• _Set task_: Repeat the listing in full, exactly as it stands.

• _Items_:
::::
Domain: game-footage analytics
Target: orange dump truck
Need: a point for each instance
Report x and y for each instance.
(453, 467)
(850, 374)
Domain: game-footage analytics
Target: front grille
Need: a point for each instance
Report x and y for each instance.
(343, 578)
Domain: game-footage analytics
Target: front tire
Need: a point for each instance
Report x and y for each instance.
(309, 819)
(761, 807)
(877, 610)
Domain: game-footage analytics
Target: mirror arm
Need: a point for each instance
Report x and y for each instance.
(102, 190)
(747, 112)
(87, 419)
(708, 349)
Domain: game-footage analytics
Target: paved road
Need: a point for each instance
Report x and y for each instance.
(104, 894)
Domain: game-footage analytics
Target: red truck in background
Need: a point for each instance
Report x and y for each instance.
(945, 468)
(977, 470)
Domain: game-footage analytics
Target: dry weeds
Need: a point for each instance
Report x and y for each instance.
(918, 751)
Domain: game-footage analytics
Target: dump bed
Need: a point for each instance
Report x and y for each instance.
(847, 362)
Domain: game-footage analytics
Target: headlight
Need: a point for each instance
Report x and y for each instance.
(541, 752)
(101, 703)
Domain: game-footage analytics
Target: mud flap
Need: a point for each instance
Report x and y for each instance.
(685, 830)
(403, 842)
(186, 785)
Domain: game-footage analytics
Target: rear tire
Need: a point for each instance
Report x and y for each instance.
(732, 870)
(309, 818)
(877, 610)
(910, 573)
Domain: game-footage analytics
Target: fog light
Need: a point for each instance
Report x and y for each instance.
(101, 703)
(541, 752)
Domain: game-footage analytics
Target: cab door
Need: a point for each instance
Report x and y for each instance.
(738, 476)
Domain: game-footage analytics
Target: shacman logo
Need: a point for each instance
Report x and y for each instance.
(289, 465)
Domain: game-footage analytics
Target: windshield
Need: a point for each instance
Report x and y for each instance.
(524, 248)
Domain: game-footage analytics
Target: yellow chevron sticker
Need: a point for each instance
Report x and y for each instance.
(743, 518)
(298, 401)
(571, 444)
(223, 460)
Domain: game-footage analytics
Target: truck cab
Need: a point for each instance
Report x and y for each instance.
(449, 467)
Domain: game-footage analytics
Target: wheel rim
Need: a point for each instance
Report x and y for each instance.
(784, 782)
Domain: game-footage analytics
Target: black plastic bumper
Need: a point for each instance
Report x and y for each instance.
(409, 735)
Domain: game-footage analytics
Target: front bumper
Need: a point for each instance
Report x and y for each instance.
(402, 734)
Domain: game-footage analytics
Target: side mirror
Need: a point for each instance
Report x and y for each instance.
::::
• _Complete answer_:
Domain: game-footage analytics
Target: orange dump truck
Need: a point for each instance
Report x and y for each instance.
(453, 467)
(850, 374)
Domain: game-footage analytics
Target: front grille
Need: a point for each instance
Report x and y for each instance.
(343, 578)
Domain: game-footage analytics
Target: front tire
Need: a point for each instance
Report x and y for each instance.
(309, 819)
(761, 807)
(877, 610)
Domain: game-footage analytics
Target: mirror arm
Need: a point for each instance
Report x and y for each instance.
(102, 190)
(747, 112)
(87, 419)
(708, 349)
Domain: game-footage analytics
Target: paved road
Need: a point for each instance
Report x and y for each instance.
(104, 894)
Domain: game-footage analytics
Target: red truck in background
Need: a point for each instance
Report x and y for each instance.
(945, 468)
(977, 470)
Domain: game-footage analytics
Target: dry weeds
Need: a point for each instance
Report x and y for each instance.
(918, 751)
Domain: game-footage analytics
Target: dump bed
Need: a point for each instance
Report x and y for each instance.
(847, 362)
Domain: game-footage analytics
Target: headlight
Need: a point for each instance
Report x and y for each instance.
(541, 752)
(101, 703)
Domain: game-footage analytics
Target: mud flap
Need: a point for each instance
Report x and y for each instance.
(685, 830)
(403, 842)
(186, 785)
Domain: game-footage analytics
Target: rear tire
Need: a point for each instance
Report x and y for each instance.
(732, 870)
(309, 818)
(877, 610)
(910, 573)
Domain: game-footage analytics
Target: fog light
Need: a point for each instance
Report x and y for each instance.
(101, 703)
(541, 752)
Domain: game-footage analytics
Target: cab door
Need: a point for each instance
Report x and y for each instance.
(738, 476)
Domain: game-footage analytics
Target: shacman logo
Need: a point for each instance
Report x and y for each instance.
(289, 465)
Domain: game-footage analytics
Target: windshield
Need: a point for each instance
Report x and y for each instance.
(524, 248)
Domain: game-footage analytics
Target: yellow chevron sticker
Need: a point for each instance
Report x and y for each instance.
(743, 518)
(298, 401)
(571, 444)
(223, 460)
Domain: game-footage analytics
Target: truck cab
Need: a point for each instance
Report x and y for each instance.
(449, 467)
Domain: game-footage analytics
Target: wheel rim
Need: a point for each instance
Report x and y for each instance.
(784, 782)
Domain: game-footage analytics
Target: black plastic bumper
Need: a point for each instance
Report x and y for each instance.
(409, 735)
Domain: game-footage analytics
Target: front bumper
Need: a point for each instance
Report x and y for each instance.
(402, 734)
Domain: game-footage analytics
Target: side mirror
Need: a point for each instance
Report x and y for each instance.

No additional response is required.